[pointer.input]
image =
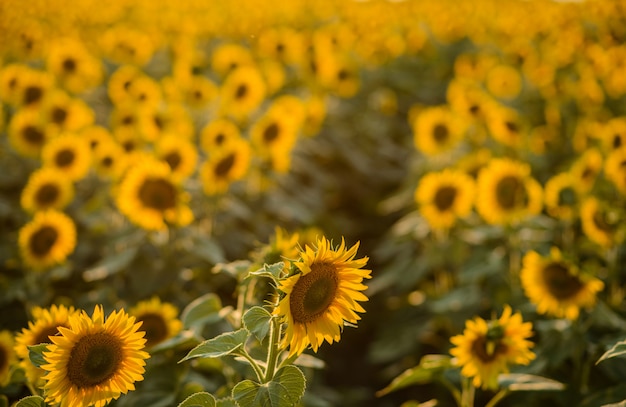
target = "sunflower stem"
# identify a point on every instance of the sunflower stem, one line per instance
(496, 399)
(272, 354)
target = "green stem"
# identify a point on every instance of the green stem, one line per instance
(272, 354)
(496, 399)
(253, 363)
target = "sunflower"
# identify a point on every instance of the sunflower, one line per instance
(7, 356)
(179, 153)
(444, 197)
(94, 360)
(28, 134)
(225, 166)
(322, 295)
(562, 196)
(437, 130)
(46, 322)
(47, 239)
(507, 193)
(217, 134)
(504, 82)
(68, 153)
(150, 196)
(599, 222)
(159, 320)
(556, 285)
(73, 65)
(47, 188)
(487, 348)
(242, 92)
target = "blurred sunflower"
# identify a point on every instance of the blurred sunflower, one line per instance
(47, 239)
(599, 222)
(242, 92)
(225, 166)
(95, 360)
(507, 193)
(47, 188)
(487, 348)
(322, 296)
(150, 196)
(73, 65)
(159, 320)
(443, 197)
(45, 323)
(556, 285)
(562, 196)
(27, 133)
(217, 134)
(7, 356)
(437, 130)
(179, 153)
(68, 153)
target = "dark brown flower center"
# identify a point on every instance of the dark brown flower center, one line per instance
(64, 158)
(155, 328)
(224, 166)
(94, 359)
(43, 240)
(444, 197)
(47, 194)
(314, 292)
(560, 282)
(441, 133)
(511, 193)
(157, 193)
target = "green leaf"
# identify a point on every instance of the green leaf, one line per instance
(219, 346)
(31, 401)
(273, 271)
(284, 390)
(111, 264)
(35, 354)
(617, 350)
(429, 368)
(257, 321)
(202, 310)
(201, 399)
(528, 382)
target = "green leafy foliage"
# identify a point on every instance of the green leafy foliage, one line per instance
(284, 390)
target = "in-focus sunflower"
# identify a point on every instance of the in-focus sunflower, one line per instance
(68, 153)
(322, 295)
(95, 360)
(242, 93)
(48, 239)
(150, 196)
(47, 188)
(487, 348)
(445, 196)
(562, 196)
(45, 323)
(225, 166)
(7, 356)
(437, 130)
(217, 134)
(159, 320)
(556, 285)
(180, 154)
(507, 193)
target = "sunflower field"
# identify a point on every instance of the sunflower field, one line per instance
(312, 204)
·····
**STATED GOAL**
Pictures stay out of the copy; please restate every record above exactly.

**RESPONSE**
[pointer.input]
image =
target = "sunflower stem"
# identify a point on every instance of the sunflower stem, one line per instance
(496, 399)
(272, 354)
target = "green stem"
# identify a point on every instance of the green stem, one line per instance
(272, 354)
(496, 399)
(253, 363)
target = "sunflower"
# identify a point on every instance of the sunflower, one line per instance
(7, 356)
(179, 153)
(444, 197)
(94, 360)
(28, 134)
(225, 166)
(322, 295)
(562, 196)
(437, 130)
(46, 322)
(47, 239)
(507, 193)
(217, 134)
(504, 82)
(68, 153)
(150, 196)
(599, 222)
(159, 320)
(556, 285)
(73, 65)
(47, 188)
(487, 348)
(242, 92)
target = "blurred sunflower"
# identify a point on every instance of the blurred sunflower, one line per instance
(47, 239)
(599, 222)
(242, 92)
(225, 166)
(95, 360)
(507, 193)
(47, 188)
(487, 348)
(322, 296)
(150, 196)
(73, 65)
(159, 320)
(443, 197)
(45, 323)
(556, 285)
(562, 196)
(27, 133)
(217, 134)
(7, 356)
(437, 130)
(179, 153)
(68, 153)
target = "dark brown flower center"
# identify a point on every instance of the dark brown flower center, one line per instance
(64, 158)
(155, 328)
(224, 166)
(94, 359)
(43, 240)
(444, 197)
(47, 194)
(314, 292)
(560, 282)
(441, 133)
(511, 193)
(157, 193)
target = "green leaf"
# identify a point on every instance of the green leaf, one line per instance
(219, 346)
(31, 401)
(273, 271)
(284, 390)
(111, 264)
(35, 354)
(617, 350)
(429, 368)
(257, 321)
(202, 310)
(201, 399)
(528, 382)
target = "green leafy foliage"
# identify a point on every instance of the green leafy foliage, one line per instance
(284, 390)
target = "in-focus sunflower"
# identify a point on every instance of the in-focus sunflower, one line per instance
(68, 153)
(322, 295)
(95, 360)
(242, 93)
(48, 239)
(150, 196)
(47, 188)
(487, 348)
(445, 196)
(562, 196)
(45, 323)
(225, 166)
(7, 356)
(437, 130)
(217, 134)
(159, 320)
(556, 285)
(180, 154)
(507, 193)
target = "sunflower field"
# identify a point on every instance of the sunflower field, one line per instance
(312, 204)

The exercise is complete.